#### TASK DATA ####
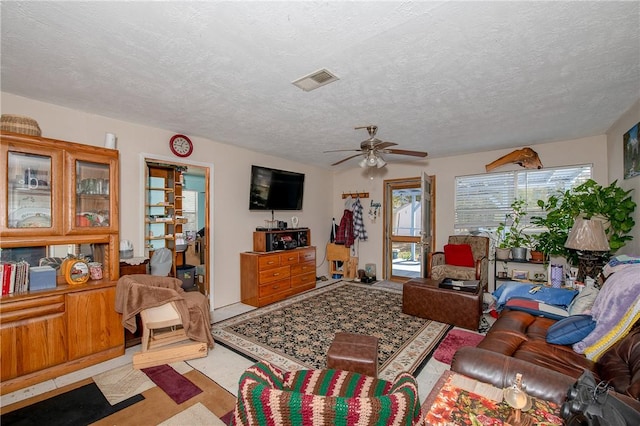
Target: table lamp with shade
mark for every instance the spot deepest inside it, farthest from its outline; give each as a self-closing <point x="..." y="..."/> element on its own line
<point x="588" y="238"/>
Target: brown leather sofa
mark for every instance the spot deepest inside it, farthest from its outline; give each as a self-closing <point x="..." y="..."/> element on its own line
<point x="516" y="343"/>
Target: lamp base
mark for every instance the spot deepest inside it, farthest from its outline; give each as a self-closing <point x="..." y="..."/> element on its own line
<point x="589" y="265"/>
####
* _PROBLEM DESCRIPTION_
Everything from the line containing "Target: lamp base" to the last line of the material above should be printed exactly, both ends included.

* _YOUR SOLUTION_
Target: lamp base
mark for every instance the spot deepest inside it, farthest from its outline; give each as a self-closing <point x="..." y="..."/> element on its own line
<point x="589" y="265"/>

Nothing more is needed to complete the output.